■ STUDY QUESTIONS:
A. List every element that the blog post on Bell Labs gives for the old direct dicta.
B. Rewrite the part of the blog post on Bell Labs that begins with the words "I've worked in" and ends after "must be overcome.", changing "Montgomery Ward" to "Sears".

■ EXCERPTED TEXT:

[Start of section]

I am reading right now Jon Gertner's new book "The Idea Factory: Bell Labs and the Great Age of American Innovation." It tells the stories of experimentation and breakthrough among the theorists and scientists at one of America's most innovative, advanced and anti-Semitic laboratories.
Last night I read further into the development of the transistor, one of the essential building blocks of the digital age. I also came upon this flow chart created by Claude Elwood Shannon. He claimed, and I think he is right, that "all communication systems could be thought of in the same way, regardless of whether they involved a lunchroom conversations, a post-marked letter, or a radio or telephone transmission."
I've worked in the communications business for all my adult life. I used to write catalogs for Montgomery Ward. Houseware ads for Bloomingdale's. Traditional print ads. TV commercials. Websites. Banner ads. Radio commercials. Direct mail. I've created large-scale events. I've even written speeches and annual reports.
What I've learned through the years is that most clients and most agencies forget the middle portion of the schematic above.
They forget there is a noise source which must be overcome.
There are channels, of course, that give themselves permission to ignore noise. They believe their "one-to-one-ness" allows them to be so relevant that they automatically overcome noise. The old direct dicta "list, offer, creative" for instance, says in effect that noise can be obviated by targeting. I fear much of the digital world similarly forgets that noise matters. Great experiences are created but few think about what interferes with viewer's engagement with those experiences.

[End of section]

■ DATASET:
[Start of section]

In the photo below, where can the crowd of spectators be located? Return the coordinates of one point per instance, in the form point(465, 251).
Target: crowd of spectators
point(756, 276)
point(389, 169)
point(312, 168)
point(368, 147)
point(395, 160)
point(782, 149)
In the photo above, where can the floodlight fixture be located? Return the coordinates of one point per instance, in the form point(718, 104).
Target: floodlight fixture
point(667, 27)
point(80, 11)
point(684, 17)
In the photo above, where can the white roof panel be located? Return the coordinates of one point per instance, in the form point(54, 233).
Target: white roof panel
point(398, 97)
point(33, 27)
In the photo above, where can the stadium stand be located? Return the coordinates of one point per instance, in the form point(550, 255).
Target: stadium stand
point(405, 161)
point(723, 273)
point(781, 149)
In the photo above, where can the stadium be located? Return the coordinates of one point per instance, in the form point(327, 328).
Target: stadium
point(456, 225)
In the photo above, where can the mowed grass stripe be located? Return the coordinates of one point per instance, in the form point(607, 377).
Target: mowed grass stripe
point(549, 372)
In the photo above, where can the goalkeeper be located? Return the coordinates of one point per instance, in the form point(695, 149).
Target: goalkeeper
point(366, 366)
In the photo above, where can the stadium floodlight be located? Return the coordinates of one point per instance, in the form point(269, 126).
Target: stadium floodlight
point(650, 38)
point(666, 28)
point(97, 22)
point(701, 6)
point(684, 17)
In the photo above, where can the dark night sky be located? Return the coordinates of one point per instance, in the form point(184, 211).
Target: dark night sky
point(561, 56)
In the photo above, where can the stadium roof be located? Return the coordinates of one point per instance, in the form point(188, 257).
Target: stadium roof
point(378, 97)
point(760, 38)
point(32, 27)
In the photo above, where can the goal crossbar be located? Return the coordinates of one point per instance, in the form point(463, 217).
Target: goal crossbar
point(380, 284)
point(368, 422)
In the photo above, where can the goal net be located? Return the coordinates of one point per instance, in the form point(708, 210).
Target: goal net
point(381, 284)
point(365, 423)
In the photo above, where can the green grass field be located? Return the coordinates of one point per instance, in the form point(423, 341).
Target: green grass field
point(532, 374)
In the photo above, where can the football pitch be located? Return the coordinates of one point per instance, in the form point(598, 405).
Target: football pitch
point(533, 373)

[End of section]

■ OUTPUTS FOR THE TASKS:
A. list, offer, creative

B.
I've worked in the communications business for all my adult life. I used to write catalogs for Sears. Houseware ads for Bloomingdale's. Traditional print ads. TV commercials. Websites. Banner ads. Radio commercials. Direct mail. I've created large-scale events. I've even written speeches and annual reports.
What I've learned through the years is that most clients and most agencies forget the middle portion of the schematic above.
They forget there is a noise source which must be overcome.